[記事]:
###
ニューヨークのロードレースコース紹介:セントラルパーク

■世界一有名な公園は?

世界一有名な公園といえばどこであろうか。

思いつくのは、アメリカではグランドキャニオン国立公園ヨセミテ国立公園イエローストーン国立公園エバーグレーズ国立公園といったところであろう。

他にもイグアスの滝がある南米のイグアス国立公園、アフリカのヴィクトリアフォールズ国立公園、ギアナ高地にありエンジェルフォールを含むベネズエラのカナイマ国立公園などを挙げることができる。

しかし、これらはどれも、公園そのものがユネスコの世界自然遺産に指定されていたり、東京都○個分という広さであったりして、市民の憩いの場としての公園というよりは、むしろ自然保護区域といったイメージに近い

一方で、世界一有名な都市公園といえば、まず挙がるのがセントラルパークであると思う。
###
[データセットのレコード]

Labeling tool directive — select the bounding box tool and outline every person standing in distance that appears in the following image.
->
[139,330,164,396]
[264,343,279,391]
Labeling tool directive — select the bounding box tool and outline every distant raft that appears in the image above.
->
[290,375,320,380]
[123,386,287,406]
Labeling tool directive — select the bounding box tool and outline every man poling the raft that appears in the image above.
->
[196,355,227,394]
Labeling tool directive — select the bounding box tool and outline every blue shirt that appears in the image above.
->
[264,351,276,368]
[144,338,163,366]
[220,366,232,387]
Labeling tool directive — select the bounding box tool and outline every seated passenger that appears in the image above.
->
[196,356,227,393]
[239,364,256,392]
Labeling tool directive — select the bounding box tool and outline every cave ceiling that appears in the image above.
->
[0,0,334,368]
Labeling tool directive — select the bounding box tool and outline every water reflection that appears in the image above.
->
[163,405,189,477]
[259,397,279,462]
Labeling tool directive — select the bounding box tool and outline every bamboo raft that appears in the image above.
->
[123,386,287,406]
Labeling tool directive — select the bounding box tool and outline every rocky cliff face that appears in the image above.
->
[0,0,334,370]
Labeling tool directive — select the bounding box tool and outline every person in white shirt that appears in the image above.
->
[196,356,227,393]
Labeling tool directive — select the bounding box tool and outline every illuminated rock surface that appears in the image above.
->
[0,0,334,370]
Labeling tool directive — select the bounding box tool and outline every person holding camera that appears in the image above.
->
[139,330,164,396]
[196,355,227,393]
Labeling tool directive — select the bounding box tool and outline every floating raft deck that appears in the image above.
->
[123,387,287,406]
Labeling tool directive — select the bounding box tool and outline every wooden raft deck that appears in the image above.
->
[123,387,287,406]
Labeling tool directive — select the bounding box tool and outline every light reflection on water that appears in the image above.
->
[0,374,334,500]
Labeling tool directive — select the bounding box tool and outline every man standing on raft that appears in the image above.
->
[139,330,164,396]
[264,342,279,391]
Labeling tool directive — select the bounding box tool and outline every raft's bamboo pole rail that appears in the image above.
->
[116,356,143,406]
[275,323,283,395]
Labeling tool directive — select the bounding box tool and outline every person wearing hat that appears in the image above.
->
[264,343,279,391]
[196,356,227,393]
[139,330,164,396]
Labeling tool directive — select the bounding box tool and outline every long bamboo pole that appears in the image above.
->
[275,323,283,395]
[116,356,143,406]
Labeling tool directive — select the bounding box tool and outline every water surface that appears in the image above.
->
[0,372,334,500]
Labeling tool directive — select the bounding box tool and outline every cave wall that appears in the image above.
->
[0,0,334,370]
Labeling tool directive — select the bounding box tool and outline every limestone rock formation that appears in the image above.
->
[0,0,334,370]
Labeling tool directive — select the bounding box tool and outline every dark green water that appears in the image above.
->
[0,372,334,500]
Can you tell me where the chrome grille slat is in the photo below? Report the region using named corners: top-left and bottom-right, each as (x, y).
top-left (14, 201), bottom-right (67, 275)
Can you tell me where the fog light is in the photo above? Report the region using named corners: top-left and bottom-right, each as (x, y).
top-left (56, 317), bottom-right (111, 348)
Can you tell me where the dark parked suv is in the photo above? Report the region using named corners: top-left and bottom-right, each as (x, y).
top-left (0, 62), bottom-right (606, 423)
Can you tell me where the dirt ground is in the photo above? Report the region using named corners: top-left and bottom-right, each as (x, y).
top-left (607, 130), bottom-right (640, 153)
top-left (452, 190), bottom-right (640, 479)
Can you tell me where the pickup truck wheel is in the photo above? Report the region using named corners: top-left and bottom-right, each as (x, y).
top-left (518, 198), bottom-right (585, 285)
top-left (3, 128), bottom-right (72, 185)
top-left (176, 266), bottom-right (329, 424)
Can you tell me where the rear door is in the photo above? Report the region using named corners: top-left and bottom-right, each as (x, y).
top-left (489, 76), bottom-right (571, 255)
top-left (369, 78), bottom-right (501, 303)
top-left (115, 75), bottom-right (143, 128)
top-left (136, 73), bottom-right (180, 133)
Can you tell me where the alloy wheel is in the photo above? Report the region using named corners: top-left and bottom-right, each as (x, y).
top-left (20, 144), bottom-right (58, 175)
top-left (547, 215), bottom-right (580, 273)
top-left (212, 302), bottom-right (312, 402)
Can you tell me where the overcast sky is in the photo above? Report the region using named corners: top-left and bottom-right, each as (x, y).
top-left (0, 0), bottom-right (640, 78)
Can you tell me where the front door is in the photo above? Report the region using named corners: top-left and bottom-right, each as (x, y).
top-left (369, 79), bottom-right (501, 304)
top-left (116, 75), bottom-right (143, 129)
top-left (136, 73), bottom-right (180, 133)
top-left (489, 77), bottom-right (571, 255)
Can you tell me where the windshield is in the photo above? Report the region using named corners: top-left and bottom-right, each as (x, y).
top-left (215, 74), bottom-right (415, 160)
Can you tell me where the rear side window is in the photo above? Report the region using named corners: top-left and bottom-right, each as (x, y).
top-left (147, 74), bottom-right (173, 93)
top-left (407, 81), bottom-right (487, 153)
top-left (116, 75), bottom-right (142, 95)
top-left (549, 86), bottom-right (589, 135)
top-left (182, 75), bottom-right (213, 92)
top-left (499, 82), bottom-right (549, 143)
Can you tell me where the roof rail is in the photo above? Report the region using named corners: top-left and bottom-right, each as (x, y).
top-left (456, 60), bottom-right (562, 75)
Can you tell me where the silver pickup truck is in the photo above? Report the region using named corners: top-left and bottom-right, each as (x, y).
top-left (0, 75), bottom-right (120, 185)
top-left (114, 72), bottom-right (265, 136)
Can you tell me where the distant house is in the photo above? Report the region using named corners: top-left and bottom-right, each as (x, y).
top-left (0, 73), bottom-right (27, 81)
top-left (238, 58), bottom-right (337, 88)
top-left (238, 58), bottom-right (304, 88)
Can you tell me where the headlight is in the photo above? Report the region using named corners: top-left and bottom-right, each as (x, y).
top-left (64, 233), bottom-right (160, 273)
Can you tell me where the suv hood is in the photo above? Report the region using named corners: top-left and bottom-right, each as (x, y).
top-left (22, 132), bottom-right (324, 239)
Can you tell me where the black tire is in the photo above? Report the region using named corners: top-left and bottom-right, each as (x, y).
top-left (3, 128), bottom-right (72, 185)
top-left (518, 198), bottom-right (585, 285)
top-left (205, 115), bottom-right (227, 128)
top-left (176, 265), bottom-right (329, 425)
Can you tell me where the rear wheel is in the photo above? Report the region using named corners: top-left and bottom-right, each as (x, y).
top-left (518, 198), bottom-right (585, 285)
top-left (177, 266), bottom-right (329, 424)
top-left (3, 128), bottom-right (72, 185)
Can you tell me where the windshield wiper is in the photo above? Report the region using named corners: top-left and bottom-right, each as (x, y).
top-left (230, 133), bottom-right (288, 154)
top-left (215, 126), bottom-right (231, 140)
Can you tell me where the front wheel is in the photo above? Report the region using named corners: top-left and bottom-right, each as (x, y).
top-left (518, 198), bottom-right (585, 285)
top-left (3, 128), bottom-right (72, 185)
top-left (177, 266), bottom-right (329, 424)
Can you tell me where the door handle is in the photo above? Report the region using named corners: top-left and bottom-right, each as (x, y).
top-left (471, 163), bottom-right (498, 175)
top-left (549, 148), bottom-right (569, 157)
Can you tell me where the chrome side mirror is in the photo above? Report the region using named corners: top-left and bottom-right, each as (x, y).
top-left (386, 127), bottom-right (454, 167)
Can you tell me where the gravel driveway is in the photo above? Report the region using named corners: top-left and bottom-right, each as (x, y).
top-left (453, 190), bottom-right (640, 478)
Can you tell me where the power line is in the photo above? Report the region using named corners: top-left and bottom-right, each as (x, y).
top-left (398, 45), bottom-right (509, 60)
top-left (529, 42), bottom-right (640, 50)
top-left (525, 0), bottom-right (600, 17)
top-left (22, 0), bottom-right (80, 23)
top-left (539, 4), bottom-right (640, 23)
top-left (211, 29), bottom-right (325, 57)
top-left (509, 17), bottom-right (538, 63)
###
[課題と演習]:
**1)** セントラルパークの記事について、次の問いに答えよ。
(a) エンジェルフォールを含むとされるベネズエラの国立公園はどこか。
(b) 記事は、アメリカなどの有名な国立公園を、市民の憩いの場というより何に近いイメージだと述べているか。
(c) 世界一有名な都市公園として、まず挙がるとされているのはどこか。
**2)** セントラルパークの記事の続きを書け。

[課題ごとの解答]:
**1)**
(a) カナイマ国立公園
(b) 自然保護区域
(c) セントラルパーク

**2)**
■一般的な「セントラルパーク」

セントラルパークはニューヨーク観光の名所にもなっている。

セックス・アンド・ザ・シティ、ホーム・アローンといった映画やテレビからサリンジャーの小説まで、様々なメディアへの露出も多く、メトロポリタン美術館やグッゲンハイム美術館、アメリカ自然史博物館といった世界的に有名な美術館、博物館の類も周囲に擁する。

園内でもシェークスピアやメトロポリタン・オペラ、ニューヨーク・フィルハーモニーによる無料野外公演が行われる。



これらの一般的な名所、イベントについては、いろんなサイトで既に紹介がされているので、ここではセントラルパークのもう一つの顔、春から秋にかけて毎週のように行われているロードレースという視点からご紹介をしていきたいと思う。


■ロードレースコース、「セントラルパーク」

全長6.07マイル、約9.7kmのサーキット。

セントラルパークループと呼ばれる、園内の一番外側にある道路を一周することになる。



マンハッタンという名前が「丘の多い島」という意味に由来するように、全体的に適度なアップダウンが続く。

現在のスタート・フィニッシュラインは、東側の79丁目付近に位置する丘の上である。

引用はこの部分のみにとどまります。